## Requirements
Please count the lines below that contain the string "item". Reply with the number alone.

--*--

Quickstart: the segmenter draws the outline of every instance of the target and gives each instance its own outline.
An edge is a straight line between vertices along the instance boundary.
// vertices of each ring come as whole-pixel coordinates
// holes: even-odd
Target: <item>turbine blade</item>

--*--

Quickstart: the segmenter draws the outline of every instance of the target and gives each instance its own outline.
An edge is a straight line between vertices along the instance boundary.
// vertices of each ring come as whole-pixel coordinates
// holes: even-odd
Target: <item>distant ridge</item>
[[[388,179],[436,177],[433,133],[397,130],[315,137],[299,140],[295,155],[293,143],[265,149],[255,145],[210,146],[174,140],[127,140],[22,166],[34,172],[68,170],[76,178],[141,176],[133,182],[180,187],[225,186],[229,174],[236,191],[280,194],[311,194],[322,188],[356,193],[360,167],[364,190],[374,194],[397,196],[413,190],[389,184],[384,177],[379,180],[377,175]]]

--*--

## Full output
2